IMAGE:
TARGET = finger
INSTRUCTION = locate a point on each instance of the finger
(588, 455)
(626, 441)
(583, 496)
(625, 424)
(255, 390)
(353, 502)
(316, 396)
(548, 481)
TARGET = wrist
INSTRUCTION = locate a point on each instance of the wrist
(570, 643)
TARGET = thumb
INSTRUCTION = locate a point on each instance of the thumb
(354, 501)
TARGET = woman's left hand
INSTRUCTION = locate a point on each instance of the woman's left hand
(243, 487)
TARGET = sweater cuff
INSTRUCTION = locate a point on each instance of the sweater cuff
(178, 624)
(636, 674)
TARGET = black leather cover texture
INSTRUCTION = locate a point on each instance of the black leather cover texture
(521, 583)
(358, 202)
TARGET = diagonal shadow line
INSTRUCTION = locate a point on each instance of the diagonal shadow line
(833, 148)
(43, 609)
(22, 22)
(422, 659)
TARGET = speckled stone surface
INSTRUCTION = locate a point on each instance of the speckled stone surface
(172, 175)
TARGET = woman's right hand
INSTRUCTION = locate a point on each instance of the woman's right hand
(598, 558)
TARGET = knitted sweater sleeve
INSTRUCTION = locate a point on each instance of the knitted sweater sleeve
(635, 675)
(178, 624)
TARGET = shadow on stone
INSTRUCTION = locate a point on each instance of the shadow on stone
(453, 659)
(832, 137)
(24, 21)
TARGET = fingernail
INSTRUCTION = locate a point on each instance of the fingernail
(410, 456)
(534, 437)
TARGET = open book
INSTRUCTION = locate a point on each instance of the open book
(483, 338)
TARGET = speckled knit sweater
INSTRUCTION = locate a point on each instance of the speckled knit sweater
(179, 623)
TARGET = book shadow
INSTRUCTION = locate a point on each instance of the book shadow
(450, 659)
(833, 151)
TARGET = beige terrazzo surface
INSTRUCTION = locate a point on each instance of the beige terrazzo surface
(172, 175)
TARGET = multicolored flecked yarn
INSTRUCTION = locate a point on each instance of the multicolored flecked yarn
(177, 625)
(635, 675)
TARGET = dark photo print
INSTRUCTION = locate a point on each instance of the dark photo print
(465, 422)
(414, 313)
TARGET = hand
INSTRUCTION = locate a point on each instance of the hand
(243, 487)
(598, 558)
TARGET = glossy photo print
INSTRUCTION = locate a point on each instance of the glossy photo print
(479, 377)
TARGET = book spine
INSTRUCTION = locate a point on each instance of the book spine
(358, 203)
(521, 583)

* * *

**GIVEN PROBLEM**: Starting at the line that contains "TARGET = fingernail" and ending at the end of the data, give those lines again with "photo print" changed to "photograph" and nothing else altered.

**SOLUTION**:
TARGET = fingernail
INSTRUCTION = locate a point on each instance of the fingernail
(410, 456)
(534, 437)
TARGET = open book
INSTRUCTION = locate a point on each instance of the open book
(483, 338)
TARGET = speckled knit sweater
INSTRUCTION = locate a point on each instance of the speckled knit sweater
(179, 623)
TARGET = book shadow
INSTRUCTION = locate a point on each instance of the book shadow
(450, 659)
(833, 151)
TARGET = beige terrazzo surface
INSTRUCTION = locate a point on each instance of the beige terrazzo surface
(172, 175)
TARGET = multicolored flecked yarn
INSTRUCTION = locate a point on each instance of the multicolored flecked yarn
(177, 625)
(635, 675)
TARGET = dark photograph
INSTRUCTION = locate a point on each instance of the dark photograph
(465, 422)
(414, 313)
TARGET = hand
INSTRUCTION = locate a point on each instance of the hand
(243, 487)
(598, 558)
TARGET = glossy photograph
INSTRUCTION = locate a point on each instance of the glossy photograph
(479, 377)
TARGET = book spine
INSTRUCTION = locate a point on each instance of the book spine
(358, 203)
(521, 583)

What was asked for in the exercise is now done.